▶ _Aim_: In the records, from the line with "locate jacket lapel." to the line with "[486,156,590,245]", switch "trousers" to "pants" and leave everything else unchanged. Return only those lines.

--*--

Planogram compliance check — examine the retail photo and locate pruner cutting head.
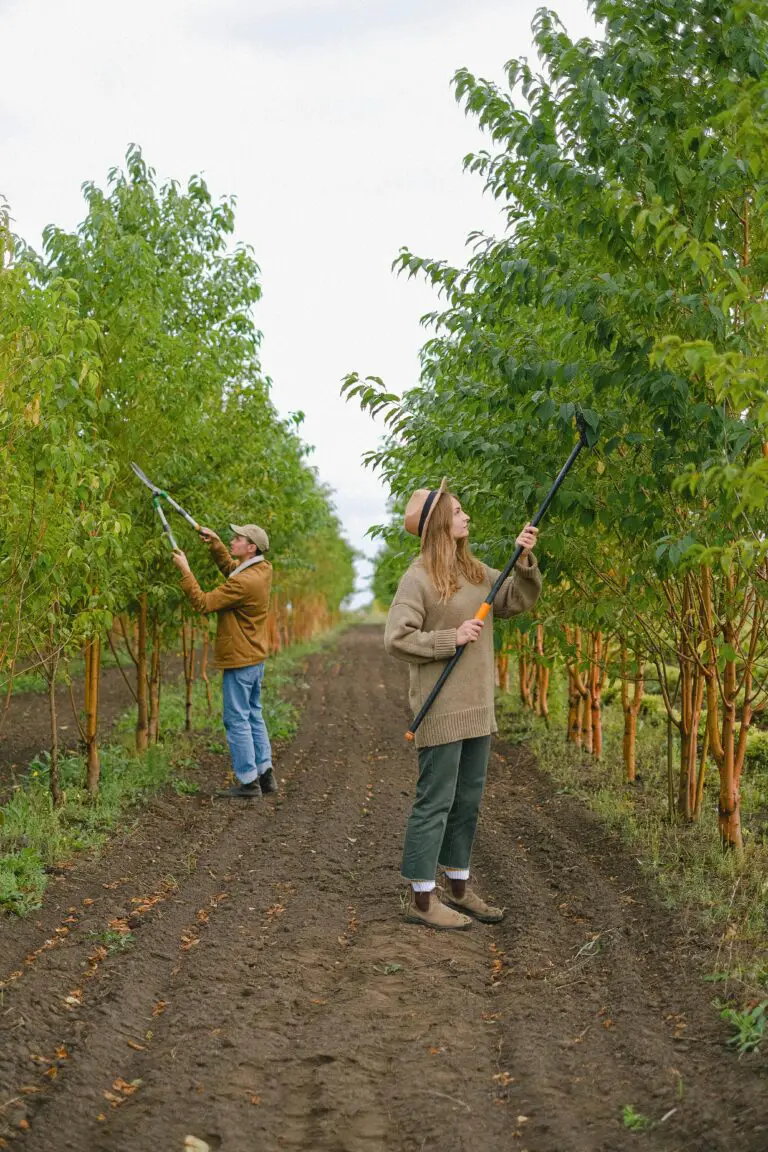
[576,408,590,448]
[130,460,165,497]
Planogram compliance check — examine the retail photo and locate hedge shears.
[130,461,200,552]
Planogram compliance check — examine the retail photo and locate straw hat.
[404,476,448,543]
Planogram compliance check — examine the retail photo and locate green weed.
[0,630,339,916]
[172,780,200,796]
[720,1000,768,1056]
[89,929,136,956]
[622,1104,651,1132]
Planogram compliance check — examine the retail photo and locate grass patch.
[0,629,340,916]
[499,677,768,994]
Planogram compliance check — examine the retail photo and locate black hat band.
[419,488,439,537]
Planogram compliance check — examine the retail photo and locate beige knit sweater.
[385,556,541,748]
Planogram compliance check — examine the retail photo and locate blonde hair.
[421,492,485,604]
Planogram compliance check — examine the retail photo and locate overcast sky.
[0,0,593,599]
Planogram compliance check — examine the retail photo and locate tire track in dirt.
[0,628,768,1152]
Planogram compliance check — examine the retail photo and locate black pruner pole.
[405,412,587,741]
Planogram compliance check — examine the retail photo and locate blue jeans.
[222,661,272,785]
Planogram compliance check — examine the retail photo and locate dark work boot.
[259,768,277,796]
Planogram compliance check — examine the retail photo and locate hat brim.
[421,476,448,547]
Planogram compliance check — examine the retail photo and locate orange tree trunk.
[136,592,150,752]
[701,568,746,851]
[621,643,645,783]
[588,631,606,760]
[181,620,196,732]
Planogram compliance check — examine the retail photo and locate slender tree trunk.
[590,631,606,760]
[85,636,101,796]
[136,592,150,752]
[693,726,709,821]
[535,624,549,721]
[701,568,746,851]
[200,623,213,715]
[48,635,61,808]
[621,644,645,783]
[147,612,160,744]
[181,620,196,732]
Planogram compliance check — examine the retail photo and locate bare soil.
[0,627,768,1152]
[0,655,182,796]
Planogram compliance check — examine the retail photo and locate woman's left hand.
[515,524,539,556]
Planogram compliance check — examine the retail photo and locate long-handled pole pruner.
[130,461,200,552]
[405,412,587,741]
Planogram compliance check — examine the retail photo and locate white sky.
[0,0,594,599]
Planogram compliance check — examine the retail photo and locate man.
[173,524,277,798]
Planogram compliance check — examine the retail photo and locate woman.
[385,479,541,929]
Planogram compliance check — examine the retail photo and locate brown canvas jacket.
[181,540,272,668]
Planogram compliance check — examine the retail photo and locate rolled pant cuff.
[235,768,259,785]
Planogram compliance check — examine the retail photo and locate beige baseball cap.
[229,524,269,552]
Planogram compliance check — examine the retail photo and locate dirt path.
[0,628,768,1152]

--*--

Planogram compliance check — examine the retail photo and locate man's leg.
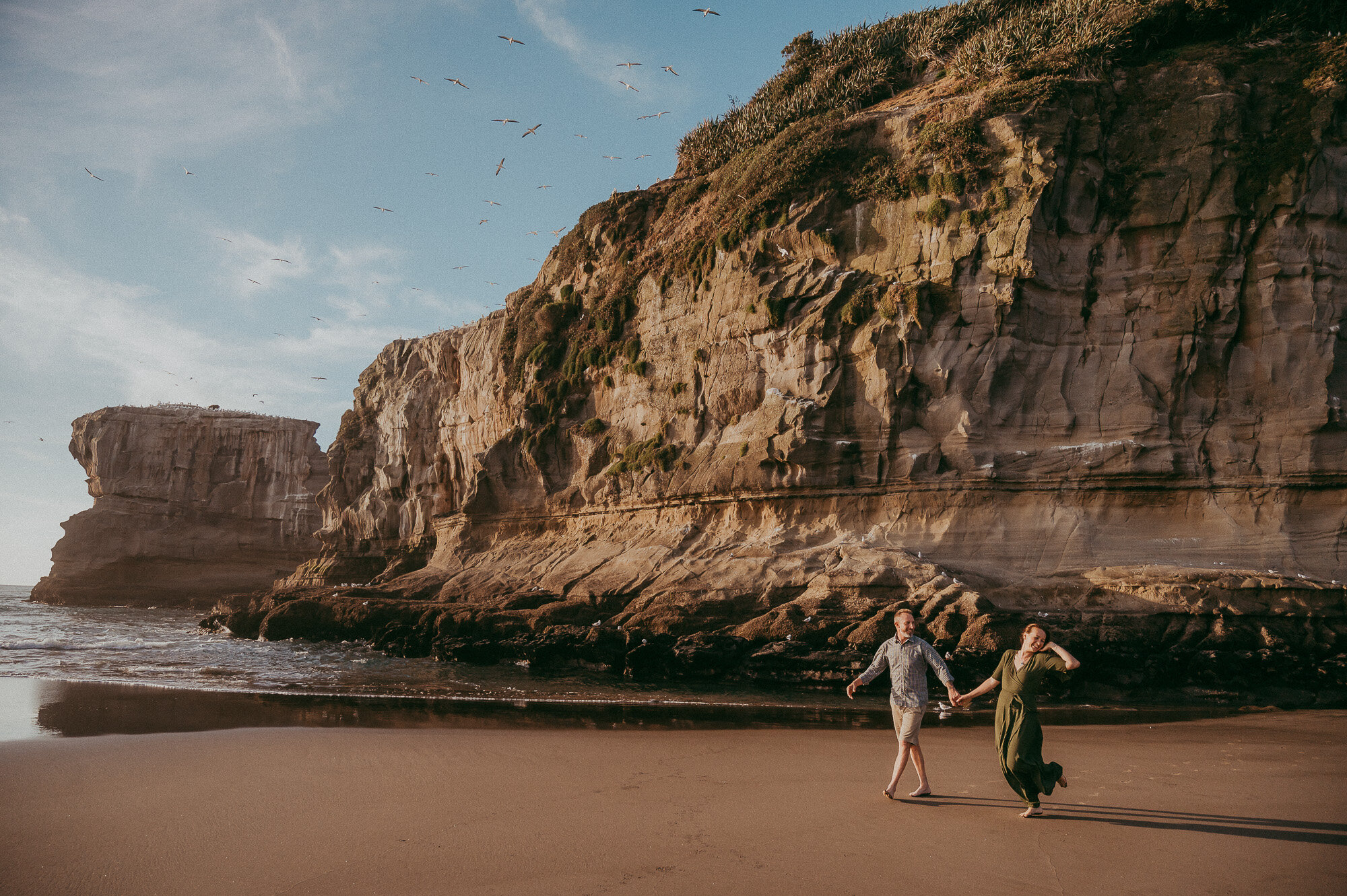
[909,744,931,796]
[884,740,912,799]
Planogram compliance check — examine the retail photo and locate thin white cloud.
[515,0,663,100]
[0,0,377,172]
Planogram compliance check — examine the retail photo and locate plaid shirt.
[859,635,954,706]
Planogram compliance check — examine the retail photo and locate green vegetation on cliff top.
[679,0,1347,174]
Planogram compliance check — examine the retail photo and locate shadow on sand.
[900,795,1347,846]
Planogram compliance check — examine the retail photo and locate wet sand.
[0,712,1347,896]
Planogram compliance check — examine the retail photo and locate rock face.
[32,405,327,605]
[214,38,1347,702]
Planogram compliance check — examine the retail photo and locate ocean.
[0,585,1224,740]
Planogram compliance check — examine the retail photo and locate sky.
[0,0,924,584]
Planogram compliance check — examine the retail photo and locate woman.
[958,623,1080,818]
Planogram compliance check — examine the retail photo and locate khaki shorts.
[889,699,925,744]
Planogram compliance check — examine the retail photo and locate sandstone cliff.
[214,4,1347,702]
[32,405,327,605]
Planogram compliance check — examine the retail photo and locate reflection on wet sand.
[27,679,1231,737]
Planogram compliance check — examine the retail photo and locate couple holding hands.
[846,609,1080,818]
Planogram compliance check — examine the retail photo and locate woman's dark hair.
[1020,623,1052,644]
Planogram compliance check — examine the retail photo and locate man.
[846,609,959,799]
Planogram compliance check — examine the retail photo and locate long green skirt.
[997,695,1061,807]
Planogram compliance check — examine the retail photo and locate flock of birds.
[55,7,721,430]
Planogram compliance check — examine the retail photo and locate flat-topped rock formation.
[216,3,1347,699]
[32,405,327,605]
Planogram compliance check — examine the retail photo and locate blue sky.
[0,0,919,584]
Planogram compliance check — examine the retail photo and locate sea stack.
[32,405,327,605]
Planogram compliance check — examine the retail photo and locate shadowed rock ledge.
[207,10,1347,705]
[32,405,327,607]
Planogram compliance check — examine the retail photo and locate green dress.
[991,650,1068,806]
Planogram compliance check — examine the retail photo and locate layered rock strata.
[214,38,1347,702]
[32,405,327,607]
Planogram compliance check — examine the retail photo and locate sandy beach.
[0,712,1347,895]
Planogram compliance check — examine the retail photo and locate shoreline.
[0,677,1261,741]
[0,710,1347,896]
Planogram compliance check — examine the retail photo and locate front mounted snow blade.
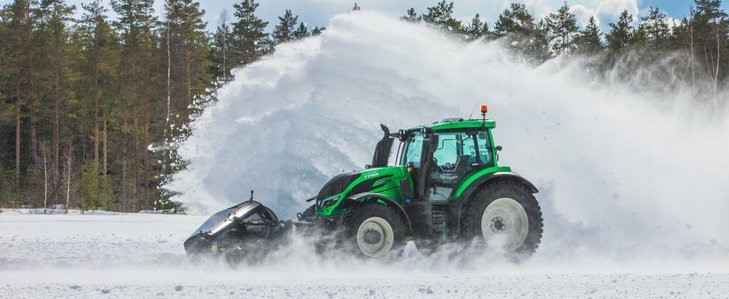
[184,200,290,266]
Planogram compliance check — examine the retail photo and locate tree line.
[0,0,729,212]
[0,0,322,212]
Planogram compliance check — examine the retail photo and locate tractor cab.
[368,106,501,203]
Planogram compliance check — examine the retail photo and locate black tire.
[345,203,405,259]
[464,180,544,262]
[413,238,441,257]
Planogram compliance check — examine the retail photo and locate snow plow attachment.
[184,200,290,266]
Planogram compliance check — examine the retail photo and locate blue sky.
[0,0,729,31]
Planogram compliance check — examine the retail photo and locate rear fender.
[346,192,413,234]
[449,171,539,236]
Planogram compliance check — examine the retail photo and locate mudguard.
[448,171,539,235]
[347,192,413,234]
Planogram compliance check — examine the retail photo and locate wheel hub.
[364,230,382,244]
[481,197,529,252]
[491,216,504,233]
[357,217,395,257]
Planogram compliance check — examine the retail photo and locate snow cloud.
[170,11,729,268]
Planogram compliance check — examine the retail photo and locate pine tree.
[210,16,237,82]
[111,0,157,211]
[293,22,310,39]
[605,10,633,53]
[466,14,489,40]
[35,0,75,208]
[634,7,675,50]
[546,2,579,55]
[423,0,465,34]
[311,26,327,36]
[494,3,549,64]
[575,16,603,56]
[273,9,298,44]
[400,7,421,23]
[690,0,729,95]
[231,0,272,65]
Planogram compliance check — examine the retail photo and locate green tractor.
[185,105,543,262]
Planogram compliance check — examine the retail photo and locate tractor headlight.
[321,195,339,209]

--*--

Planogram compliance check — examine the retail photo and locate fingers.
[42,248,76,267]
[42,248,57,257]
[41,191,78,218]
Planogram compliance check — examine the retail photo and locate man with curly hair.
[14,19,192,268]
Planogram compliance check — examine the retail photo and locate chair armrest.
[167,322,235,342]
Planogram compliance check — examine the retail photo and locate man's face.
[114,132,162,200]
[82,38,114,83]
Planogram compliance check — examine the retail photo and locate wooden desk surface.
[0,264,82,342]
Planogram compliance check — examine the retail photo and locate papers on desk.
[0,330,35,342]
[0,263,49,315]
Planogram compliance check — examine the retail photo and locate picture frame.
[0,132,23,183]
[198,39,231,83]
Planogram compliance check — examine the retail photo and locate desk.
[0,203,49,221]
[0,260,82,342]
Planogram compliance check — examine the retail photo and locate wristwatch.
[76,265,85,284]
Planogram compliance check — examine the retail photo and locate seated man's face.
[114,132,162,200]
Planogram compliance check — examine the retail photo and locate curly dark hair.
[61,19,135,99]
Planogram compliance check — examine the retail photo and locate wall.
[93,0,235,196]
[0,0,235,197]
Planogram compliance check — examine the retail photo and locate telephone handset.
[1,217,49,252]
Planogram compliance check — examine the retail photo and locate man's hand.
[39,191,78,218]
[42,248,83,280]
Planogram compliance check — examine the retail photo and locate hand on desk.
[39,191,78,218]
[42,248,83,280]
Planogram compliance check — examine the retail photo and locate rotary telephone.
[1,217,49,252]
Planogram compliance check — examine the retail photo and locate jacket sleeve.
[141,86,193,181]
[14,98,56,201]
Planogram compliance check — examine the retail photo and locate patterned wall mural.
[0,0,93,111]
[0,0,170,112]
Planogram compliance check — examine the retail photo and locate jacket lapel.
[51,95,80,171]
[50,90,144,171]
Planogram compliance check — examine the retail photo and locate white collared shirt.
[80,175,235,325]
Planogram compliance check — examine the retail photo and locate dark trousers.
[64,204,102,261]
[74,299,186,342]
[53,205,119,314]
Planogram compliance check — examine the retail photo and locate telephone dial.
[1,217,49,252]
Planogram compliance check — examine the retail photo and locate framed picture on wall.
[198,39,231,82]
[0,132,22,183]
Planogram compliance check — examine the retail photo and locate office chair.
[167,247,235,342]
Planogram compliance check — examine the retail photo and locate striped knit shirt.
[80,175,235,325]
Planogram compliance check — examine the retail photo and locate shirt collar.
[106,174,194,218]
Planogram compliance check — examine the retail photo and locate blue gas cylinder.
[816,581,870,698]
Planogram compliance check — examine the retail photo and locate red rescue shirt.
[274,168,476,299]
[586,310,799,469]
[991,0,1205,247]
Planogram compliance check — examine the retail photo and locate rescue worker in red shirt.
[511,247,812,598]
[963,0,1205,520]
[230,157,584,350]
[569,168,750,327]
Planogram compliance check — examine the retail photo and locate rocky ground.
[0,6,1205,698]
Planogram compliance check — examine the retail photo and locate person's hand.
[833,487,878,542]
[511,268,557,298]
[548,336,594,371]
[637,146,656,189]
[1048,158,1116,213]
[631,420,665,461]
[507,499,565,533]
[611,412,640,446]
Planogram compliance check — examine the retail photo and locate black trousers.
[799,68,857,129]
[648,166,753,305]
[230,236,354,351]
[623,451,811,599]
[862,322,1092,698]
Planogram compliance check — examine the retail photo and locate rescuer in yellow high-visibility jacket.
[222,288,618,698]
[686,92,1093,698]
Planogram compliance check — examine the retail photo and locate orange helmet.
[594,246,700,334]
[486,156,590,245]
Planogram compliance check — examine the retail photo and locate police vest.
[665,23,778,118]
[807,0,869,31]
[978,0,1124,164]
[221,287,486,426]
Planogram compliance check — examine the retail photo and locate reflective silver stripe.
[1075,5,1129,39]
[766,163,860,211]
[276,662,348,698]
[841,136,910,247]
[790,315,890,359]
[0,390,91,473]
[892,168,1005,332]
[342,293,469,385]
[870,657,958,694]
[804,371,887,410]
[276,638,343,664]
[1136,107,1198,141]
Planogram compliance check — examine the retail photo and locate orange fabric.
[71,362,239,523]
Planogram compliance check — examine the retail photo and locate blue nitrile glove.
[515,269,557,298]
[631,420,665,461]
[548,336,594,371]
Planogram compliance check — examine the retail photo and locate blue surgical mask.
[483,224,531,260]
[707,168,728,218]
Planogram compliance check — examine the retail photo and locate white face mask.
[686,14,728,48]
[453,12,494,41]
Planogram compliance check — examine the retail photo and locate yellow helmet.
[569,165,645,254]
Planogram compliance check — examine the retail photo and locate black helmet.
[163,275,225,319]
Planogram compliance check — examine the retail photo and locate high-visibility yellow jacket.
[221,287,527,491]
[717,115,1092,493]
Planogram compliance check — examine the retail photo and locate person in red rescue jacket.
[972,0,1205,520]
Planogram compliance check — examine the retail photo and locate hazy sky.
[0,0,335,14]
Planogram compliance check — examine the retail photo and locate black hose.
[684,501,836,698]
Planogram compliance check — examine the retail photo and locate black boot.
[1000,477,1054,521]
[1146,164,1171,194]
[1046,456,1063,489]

--*--

▶ _Solution to this exercise_:
Planogram compliance check — examine the retail photo and locate jacket lapel.
[51,95,80,171]
[50,90,144,171]
Planogram compliance check — examine the retail photo and locate white collared shirt.
[80,175,235,325]
Planogram compliance check — examine the retail photo and locate dark pants.
[64,204,102,261]
[74,299,186,342]
[53,205,119,314]
Planogram compliance check — examine the retail photo and locate telephone dial.
[1,217,49,252]
Planogram compliance check — examine the retail photo and locate framed picture on wall.
[198,39,231,82]
[0,132,22,183]
Planogram compliance check — examine the retail photo and locate office chair.
[167,247,235,342]
Planogram compliance check — examine the retail photo and locate striped knit shirt.
[80,175,235,325]
Planogram compliance check — examine the retail photo and locate shirt collar.
[106,174,194,218]
Planogram compliance check — examine the retail photo and locate blue gas cylinder.
[816,581,870,698]
Planogram compliance check — examine the retail photo and locate red rescue shirt.
[274,168,476,299]
[586,310,799,469]
[991,0,1205,247]
Planogram compliance check — examine the retail photo and locate rescue worker in red shirt.
[511,247,812,598]
[963,0,1205,520]
[230,157,584,350]
[569,168,750,327]
Planogram compliance check — examine the retail photo and locate rocky ground.
[0,6,1205,698]
Planogram compliance check — examine the retail photo and locate person's hand.
[833,487,878,542]
[511,268,557,298]
[548,336,594,371]
[637,146,656,189]
[1048,158,1116,213]
[631,420,665,461]
[507,499,565,533]
[611,412,640,446]
Planogram compliance check — examine the retail photo and locate black pants.
[799,68,857,129]
[648,166,753,305]
[230,236,354,351]
[623,451,811,599]
[862,322,1092,698]
Planogram compliance check — examine the retail photo and locate rescuer in yellow high-visibility jacket.
[222,288,618,698]
[686,92,1093,698]
Planogram compliance check — examine the retail photo and locate orange helmet.
[594,246,700,334]
[486,156,590,245]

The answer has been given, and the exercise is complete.